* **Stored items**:
────

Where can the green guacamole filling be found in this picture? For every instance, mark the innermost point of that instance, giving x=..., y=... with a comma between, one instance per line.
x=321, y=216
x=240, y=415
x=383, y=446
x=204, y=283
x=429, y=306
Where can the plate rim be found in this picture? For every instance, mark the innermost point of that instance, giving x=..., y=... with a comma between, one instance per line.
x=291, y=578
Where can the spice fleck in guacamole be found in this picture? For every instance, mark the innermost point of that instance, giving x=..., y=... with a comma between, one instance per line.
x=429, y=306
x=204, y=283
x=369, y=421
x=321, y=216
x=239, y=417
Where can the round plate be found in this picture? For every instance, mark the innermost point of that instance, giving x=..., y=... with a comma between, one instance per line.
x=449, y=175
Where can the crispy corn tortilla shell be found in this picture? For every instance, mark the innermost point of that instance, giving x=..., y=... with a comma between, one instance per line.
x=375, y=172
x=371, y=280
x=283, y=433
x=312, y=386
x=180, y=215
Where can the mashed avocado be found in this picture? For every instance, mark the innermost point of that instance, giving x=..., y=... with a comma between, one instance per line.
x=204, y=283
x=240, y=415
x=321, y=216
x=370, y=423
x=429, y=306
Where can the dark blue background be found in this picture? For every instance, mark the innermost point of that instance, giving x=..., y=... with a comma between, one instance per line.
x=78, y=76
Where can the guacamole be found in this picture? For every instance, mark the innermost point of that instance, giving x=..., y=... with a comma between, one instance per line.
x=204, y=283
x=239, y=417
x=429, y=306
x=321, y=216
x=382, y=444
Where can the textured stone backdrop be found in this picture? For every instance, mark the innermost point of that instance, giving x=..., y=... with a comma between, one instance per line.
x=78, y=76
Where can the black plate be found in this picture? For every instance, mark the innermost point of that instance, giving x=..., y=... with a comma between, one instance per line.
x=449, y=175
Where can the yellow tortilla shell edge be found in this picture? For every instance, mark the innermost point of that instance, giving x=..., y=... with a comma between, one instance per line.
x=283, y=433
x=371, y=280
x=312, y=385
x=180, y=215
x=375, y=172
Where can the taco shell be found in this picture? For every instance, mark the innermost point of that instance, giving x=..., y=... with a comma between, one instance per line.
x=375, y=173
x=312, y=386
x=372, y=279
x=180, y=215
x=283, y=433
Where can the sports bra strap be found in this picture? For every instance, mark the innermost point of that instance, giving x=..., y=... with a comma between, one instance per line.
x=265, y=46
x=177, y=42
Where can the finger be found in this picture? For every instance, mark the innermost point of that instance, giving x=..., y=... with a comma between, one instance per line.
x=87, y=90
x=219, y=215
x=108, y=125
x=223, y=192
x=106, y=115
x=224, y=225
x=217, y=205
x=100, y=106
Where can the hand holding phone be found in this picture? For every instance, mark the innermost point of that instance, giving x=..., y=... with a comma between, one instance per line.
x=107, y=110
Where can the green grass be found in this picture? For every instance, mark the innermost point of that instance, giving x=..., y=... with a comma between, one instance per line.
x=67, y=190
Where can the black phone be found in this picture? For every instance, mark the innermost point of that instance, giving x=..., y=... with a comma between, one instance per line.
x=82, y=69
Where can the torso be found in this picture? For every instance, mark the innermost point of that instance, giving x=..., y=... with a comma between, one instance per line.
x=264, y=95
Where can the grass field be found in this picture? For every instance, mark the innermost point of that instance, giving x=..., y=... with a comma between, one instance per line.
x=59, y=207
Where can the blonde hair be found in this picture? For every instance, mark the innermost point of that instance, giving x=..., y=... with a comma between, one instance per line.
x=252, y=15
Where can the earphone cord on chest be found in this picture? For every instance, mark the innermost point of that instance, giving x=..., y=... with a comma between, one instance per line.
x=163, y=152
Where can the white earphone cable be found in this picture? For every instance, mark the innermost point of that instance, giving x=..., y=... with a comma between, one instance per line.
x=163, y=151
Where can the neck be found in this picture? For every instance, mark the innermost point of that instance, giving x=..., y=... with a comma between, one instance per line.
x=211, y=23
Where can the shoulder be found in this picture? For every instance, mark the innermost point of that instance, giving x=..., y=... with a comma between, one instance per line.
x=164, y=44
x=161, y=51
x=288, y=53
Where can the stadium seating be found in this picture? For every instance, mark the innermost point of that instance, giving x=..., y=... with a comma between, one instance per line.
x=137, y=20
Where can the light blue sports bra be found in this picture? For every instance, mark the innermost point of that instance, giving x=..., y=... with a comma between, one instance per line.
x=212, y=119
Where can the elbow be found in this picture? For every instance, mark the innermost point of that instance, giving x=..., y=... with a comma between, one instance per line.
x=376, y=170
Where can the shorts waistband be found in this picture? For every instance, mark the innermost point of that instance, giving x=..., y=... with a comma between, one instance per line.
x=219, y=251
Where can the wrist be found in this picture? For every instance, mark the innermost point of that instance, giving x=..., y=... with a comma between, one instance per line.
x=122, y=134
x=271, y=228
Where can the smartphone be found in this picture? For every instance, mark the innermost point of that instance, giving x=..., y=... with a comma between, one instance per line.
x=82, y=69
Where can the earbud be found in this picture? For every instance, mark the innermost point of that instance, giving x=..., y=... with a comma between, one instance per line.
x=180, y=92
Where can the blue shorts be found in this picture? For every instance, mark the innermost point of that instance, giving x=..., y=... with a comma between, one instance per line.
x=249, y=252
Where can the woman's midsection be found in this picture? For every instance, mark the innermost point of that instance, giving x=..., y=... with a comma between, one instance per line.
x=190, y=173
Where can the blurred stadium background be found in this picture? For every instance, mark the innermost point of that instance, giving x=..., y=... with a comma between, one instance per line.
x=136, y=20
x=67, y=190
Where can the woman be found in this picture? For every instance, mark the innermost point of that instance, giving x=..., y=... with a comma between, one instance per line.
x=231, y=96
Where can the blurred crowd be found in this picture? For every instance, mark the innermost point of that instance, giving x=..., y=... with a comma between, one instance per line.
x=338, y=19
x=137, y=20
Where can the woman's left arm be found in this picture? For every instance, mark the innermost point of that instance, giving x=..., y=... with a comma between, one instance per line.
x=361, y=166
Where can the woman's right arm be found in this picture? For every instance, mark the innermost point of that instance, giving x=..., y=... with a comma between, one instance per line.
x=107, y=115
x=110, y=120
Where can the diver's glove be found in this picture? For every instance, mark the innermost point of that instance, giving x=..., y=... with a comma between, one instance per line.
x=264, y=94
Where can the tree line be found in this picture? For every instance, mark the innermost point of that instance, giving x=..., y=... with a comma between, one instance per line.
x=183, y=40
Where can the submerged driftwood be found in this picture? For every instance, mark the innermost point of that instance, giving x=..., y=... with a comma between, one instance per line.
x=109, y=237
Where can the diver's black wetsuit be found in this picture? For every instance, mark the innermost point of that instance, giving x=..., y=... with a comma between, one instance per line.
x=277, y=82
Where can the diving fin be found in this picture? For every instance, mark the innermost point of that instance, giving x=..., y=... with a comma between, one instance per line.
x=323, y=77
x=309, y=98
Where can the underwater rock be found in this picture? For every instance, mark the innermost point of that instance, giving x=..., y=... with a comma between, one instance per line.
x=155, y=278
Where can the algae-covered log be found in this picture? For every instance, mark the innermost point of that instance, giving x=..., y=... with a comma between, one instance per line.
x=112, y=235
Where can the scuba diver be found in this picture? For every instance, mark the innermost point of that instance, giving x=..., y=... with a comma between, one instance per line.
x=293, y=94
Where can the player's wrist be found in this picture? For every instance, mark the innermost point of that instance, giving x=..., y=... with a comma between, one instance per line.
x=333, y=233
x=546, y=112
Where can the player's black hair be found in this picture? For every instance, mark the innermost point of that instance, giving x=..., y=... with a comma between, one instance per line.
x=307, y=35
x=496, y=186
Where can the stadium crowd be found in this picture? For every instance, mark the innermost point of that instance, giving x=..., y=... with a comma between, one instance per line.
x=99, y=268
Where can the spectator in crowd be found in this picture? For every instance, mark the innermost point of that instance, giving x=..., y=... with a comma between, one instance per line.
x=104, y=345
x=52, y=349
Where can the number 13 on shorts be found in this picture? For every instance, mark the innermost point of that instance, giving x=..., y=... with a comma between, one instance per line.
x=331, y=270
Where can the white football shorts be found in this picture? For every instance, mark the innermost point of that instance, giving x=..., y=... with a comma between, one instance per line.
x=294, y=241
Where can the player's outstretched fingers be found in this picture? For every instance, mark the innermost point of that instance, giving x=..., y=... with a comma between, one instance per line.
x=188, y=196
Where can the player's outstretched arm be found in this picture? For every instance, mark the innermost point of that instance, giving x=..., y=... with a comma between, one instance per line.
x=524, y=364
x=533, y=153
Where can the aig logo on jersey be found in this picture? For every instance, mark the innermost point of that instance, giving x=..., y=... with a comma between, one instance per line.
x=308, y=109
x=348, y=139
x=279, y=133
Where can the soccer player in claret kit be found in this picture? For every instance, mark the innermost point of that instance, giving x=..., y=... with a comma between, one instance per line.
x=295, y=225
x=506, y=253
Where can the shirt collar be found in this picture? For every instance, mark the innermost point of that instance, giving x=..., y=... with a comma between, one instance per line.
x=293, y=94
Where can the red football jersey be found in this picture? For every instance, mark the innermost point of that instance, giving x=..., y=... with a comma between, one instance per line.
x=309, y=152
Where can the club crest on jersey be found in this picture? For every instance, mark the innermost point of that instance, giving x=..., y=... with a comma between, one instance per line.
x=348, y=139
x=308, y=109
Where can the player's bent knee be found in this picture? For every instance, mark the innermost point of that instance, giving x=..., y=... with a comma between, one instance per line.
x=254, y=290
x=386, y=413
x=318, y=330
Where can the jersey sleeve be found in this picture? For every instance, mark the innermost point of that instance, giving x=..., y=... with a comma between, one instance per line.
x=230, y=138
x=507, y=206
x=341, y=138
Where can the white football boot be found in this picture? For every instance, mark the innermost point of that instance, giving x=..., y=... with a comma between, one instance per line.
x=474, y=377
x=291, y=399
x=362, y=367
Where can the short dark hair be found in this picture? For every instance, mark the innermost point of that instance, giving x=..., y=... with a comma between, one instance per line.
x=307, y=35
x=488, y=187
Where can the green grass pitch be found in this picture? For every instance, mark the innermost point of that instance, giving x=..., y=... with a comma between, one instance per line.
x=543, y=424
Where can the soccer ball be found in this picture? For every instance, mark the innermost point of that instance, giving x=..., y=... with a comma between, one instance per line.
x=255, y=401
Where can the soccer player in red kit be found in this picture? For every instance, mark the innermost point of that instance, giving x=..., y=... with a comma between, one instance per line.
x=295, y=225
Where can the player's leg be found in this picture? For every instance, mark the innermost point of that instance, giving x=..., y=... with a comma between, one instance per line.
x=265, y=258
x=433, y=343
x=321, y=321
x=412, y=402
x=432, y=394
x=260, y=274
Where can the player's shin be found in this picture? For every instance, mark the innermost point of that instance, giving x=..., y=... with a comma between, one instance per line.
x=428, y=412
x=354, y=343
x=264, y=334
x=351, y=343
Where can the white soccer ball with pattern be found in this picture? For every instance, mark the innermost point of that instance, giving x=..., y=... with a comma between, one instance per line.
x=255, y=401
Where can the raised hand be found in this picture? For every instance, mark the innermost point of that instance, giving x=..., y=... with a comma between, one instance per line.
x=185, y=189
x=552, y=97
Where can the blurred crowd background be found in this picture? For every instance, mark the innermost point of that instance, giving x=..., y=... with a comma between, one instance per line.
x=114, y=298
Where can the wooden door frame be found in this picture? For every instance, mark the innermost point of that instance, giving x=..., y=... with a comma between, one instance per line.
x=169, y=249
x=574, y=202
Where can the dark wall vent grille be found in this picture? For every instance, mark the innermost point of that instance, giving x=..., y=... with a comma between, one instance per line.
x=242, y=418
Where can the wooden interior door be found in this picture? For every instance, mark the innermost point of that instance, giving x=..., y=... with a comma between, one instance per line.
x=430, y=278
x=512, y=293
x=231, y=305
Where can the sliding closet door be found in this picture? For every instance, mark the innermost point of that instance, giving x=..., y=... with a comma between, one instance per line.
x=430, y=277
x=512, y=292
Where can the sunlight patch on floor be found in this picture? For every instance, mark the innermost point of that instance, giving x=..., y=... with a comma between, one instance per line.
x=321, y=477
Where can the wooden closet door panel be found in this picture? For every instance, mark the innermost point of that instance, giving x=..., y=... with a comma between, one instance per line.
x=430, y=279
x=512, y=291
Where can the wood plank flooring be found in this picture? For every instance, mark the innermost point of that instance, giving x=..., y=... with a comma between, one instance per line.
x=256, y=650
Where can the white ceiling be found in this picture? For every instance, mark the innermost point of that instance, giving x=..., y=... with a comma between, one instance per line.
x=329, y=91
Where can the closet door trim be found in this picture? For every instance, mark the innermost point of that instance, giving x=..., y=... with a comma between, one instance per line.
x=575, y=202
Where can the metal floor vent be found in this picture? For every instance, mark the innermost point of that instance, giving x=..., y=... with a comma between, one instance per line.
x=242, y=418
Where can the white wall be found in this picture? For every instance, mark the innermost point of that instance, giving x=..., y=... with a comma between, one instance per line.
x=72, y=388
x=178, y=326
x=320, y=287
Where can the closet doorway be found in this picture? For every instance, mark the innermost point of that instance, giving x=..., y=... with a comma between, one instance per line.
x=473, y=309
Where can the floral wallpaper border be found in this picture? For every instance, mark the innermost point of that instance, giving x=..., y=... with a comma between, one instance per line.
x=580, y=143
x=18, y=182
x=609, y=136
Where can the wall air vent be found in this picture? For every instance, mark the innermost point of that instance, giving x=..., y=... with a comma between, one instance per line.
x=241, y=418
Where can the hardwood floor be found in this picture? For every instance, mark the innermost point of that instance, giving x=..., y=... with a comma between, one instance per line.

────

* **What this task involves**:
All lines from the one containing "Where can the wall" to the end of the records are to be duplicated exactly, and no other lines are to be given.

* **Written response**:
Where can the wall air vent be found in this picture? For every instance, mark the innermost point of that instance, giving x=..., y=... with a comma between, one instance per line.
x=241, y=418
Where can the hardwood floor be found in this picture? For every instance, mark the innermost point of that instance, giving x=..., y=... with a comma between, one instance per line.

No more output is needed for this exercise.